TEXT SECTION:
• • • •
*Edited: 2022-09-13*

# Unit 2.2 &mdash; Additional Examples

## Question 1

Write a pure function `f` which returns the minimum element and the maximum element of a list. The returned value will be a tuple.

For example `f([5, 2, 8, 3, 2, 7])` returns `(2, 8)`

### Solution

The easiest way to do this is using built-in functions!

In [None]:
def f(x):
    return min(x), max(x)

This is a perfectly acceptable solution.

As an exercise, let's think how else we could do this another way.

For example, we could sort the data, but if we do it like this:

In [None]:
def f(x):
    x.sort()
    return x[0], x[-1]

it works. But has a side-effect that the input data set gets changed.

This means our faction is **not** a pure function!

Let's try to see:

In [None]:
data = [1, 100, 1, 4, -8, 2, 9, 19, 10]

print(f(data))
print(data) # check to make sure it hasn't chnaged the list - sadly it has!

We could use a non-mutating sort and variable reassignment. Which fixes this problem.

In [None]:
def f(x):
    x = sorted(x)
    return x[0], x[-1]

We also discussed how we could do this manually, with iteration.

We would need to have a variable which stores the state of our search `minimum` for looking for the minimum and `maximum` for looking for the maximum, and update it as we look at each element.

In [None]:
def f(x):
    
    smallest = None # to start with we don't have a smalles tor biggest element
    biggest = None
    
    for e in data:
        
        # have we found a new smallest element?
        if smallest is None or e < smallest:
            smallest = e
        
        # have we found a new biggest element?
        if biggest is None or e > biggest:
            biggest = e
            
    return smallest, biggest

In [None]:
data = [1, 100, 1, 4, -8, 2, 9, 19, 10]

print(f(data))
print(data) # check to make sure it hasn't chnaged the list - it hasn't

## Question 2

Write a pure function `evens` which takes a list and returns the even elements as a new list.

### Solution

In the previous example the starting value of our iteration was `None` - a placeholder for not having any known max or min items yet.

This uses the same principal of a starting value. Our starting value is `[]` (an empty list with no items yet) and we will append to it.

The starting value should typically be the value which we would like to return if there was no data.

In [None]:
def evens(x):
    even = []
    for e in x:
        if e % 2 == 0:
            even.append(e)
    return even

In [None]:
data = [1, 100, 1, 4, -8, 2, 9, 19, 10]

result = evens(data)

result

We could actually do this using the `filter` operation, you may wish to try this by filtering instead of using an `if` statement.

In [None]:
def is_even(e):
    return e % 2 == 0

def evens(x):
    even = []
    for e in filter(is_even, x):
        even.append(e)
• • • •
DATASET EXTRACT:
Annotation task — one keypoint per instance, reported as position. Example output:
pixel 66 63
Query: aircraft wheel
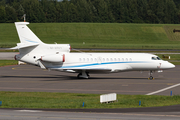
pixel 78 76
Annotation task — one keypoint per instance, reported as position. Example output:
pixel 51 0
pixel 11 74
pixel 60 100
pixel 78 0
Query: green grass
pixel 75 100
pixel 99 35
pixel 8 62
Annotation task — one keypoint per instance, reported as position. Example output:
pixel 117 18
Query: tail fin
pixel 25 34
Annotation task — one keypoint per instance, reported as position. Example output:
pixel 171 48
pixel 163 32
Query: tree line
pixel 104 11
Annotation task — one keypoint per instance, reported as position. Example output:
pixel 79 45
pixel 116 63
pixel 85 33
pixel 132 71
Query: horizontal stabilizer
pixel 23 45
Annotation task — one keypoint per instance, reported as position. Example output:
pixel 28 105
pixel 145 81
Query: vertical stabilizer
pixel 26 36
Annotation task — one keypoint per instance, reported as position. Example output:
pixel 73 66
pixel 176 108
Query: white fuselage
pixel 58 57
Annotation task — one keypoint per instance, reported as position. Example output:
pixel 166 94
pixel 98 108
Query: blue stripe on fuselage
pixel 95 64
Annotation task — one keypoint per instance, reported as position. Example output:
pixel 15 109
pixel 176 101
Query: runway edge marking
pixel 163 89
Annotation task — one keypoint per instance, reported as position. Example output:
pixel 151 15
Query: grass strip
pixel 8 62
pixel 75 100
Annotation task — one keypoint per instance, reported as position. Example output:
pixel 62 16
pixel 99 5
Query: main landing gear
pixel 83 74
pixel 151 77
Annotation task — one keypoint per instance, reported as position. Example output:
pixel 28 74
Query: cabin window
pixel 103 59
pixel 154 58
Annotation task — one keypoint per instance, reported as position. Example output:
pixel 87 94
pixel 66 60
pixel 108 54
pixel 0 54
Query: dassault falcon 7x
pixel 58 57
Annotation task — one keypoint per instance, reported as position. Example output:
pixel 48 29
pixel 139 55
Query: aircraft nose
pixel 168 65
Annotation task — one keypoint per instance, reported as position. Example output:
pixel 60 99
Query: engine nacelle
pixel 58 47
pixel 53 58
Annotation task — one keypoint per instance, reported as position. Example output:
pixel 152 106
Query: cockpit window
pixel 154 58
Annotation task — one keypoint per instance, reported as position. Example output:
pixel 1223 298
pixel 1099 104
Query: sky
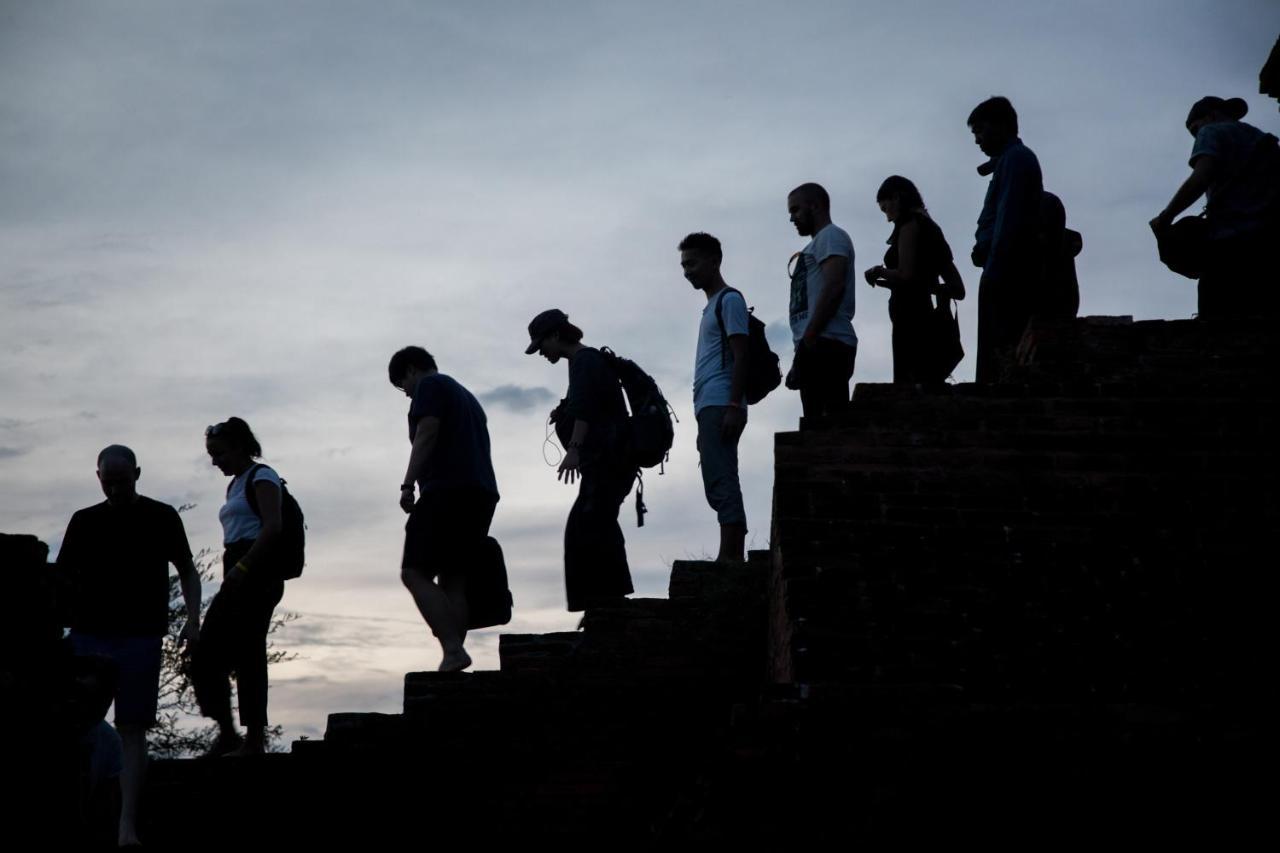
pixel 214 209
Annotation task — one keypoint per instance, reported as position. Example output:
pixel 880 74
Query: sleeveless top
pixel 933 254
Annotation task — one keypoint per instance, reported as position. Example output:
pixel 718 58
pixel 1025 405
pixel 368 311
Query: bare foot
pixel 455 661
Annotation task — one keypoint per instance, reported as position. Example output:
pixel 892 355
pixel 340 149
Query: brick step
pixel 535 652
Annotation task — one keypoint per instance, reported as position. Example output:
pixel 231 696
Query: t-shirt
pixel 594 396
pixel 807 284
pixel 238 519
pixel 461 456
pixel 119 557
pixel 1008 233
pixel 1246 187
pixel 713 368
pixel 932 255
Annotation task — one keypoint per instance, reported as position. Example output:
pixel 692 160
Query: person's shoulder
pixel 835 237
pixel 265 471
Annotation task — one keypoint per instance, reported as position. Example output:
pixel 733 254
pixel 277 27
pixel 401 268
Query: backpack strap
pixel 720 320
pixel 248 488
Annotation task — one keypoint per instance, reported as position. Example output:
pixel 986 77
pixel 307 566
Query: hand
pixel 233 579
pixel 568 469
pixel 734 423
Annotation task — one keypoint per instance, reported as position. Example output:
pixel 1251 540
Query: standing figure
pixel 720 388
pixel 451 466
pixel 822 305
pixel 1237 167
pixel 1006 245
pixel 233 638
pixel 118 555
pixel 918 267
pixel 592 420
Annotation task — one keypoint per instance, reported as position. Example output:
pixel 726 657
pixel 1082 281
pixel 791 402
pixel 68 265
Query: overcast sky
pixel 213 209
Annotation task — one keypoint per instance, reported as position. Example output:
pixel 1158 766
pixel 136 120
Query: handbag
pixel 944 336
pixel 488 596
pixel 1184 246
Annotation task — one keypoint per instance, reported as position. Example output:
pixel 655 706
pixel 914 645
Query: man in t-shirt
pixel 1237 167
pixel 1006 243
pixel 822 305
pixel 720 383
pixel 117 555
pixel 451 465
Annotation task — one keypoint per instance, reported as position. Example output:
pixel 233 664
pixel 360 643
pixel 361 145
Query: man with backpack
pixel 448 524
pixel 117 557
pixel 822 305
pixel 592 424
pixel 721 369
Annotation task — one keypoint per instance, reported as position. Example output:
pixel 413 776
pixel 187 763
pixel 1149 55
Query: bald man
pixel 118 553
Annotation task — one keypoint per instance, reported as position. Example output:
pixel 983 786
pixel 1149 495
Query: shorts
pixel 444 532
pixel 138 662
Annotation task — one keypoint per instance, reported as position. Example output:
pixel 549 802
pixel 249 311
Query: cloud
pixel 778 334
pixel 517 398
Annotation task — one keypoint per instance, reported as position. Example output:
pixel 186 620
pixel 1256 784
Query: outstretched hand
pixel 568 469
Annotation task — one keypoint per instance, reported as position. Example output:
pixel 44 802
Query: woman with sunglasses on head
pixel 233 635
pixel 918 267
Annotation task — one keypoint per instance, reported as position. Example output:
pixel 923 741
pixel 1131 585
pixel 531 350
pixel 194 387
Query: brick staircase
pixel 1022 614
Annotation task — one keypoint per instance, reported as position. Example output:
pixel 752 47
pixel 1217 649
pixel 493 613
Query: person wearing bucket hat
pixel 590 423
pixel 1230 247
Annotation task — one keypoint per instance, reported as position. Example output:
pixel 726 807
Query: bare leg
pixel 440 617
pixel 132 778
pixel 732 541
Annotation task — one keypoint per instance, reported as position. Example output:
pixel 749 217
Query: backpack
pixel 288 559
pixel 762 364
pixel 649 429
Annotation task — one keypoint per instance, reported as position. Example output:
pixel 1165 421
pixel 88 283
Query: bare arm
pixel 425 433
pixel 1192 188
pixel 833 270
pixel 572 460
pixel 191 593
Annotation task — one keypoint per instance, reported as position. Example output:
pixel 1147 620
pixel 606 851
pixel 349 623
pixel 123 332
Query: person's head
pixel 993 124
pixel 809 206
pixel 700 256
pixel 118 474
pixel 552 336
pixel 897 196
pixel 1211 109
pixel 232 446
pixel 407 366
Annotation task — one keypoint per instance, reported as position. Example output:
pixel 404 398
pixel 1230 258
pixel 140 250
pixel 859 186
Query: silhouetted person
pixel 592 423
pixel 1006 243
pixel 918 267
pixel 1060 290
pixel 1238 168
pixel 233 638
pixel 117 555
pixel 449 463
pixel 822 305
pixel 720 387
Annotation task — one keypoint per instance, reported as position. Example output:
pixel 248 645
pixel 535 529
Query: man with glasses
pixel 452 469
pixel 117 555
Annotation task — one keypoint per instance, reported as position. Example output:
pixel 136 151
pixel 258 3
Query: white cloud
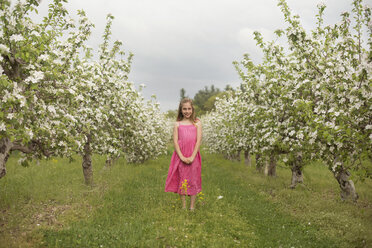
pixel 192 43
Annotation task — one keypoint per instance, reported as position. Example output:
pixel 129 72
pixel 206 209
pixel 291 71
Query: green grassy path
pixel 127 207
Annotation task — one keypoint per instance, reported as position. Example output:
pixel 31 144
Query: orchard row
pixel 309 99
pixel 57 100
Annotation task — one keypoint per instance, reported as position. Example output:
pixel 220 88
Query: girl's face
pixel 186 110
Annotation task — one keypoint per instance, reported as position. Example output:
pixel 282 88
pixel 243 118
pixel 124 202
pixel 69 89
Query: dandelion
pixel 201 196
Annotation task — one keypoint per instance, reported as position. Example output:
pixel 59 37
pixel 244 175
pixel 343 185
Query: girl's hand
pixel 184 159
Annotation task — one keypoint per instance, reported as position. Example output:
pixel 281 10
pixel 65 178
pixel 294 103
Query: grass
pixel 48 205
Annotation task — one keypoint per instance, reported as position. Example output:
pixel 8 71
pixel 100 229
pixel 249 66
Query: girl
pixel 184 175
• • • •
WORK TO DO:
Extend the Python examples text on pure functions, picking up right after its final line of code.

ANSWER TO THE PROBLEM:
    return even

In [None]:
data = [1, 100, 1, 4, -8, 2, 9, 19, 10]

result = evens(data)

result

Since the boolean function `is_even` is a one-line pure function only used in one place we could use a lambda expression instead.

To use a lambda, we out the logic `e % 2 == 0` into the lambda like `lambda e: e % 2 == 0` and use this in place of the function reference.

If this is a little hard to follow, it's still okay to use the above version with an explicitly named function.

In [None]:
def evens(x):
    even = []
    for e in filter(lambda e: e % 2 == 0, x):
        even.append(e)
    return even

In [None]:
data = [1, 100, 1, 4, -8, 2, 9, 19, 10]

result = evens(data)

result

Since our logic is only doing a filter on a collection and nothing else, we can just cast the result of the filter to a list and return that!

In [None]:
def evens(x):
    return list(filter(lambda e: e % 2 == 0, x))

In [None]:
data = [1, 100, 1, 4, -8, 2, 9, 19, 10]

result = evens(data)

result

We have a solution which is a lot more compact, though perhaps a little harder to follow if the reader isn't familiar with filter and lambdas.

## Question 3

We have a slightly difficult file which is some HTML. We want to extract a list of people from `html.txt`. Here is the file contents:

    <table style="width:100%">
      <tr>
        <th>Firstname</th>
        <th>Lastname</th> 
        <th>Age</th>
      </tr>
      <tr>
        <td>Jill</td>
        <td>Smith</td> 
        <td>50</td>
      </tr>
      <tr>
        <td>Eve</td>
        <td>Jackson</td> 
        <td>94</td>
      </tr>
    </table>

Write a program to extract the people as a `dict` mapping names to ages e.g. `{'Jill Smith' : 50, 'Eve Jackson' : 94}`.

### Solution

We know we have to start with what we would return if there were no data `{}` and build up from there.

Since knowing whether we have a first name, last name, or age is determine on how many lines in we are from the start of a `<tr>` block, we will keep a counter called `counter`. This will be set to `0` when we see a `<tr>` or increased otherwise

In [None]:
people = {}

counter = 0

first = None
last = None
age = None

with open('html.txt') as file:

    for line in file:
        
        line = line.strip()
        
        # counter resets at the start of each <tr> block
        if line == '<tr>':
            counter = 0
        else:
            counter += 1
        
        # found an element of data
        if line.startswith('<td>'):
            
            if counter == 1:
                first = line[4:-5]
            elif counter == 2:
                last = line[4:-5]
            elif counter == 3:
                age = int(line[4:-5])
                # if we have all three items, add to the dict
                people[f'{first} {last}'] = age

In [None]:
people

This code could still use some tidying, for example, the logic of stripping off `<td>` and `</td>` is repeated three times and is rather obscurely implemented as `[4:-5]`.

A good thing to do would be to pull out a function, which we'll call `striptd`.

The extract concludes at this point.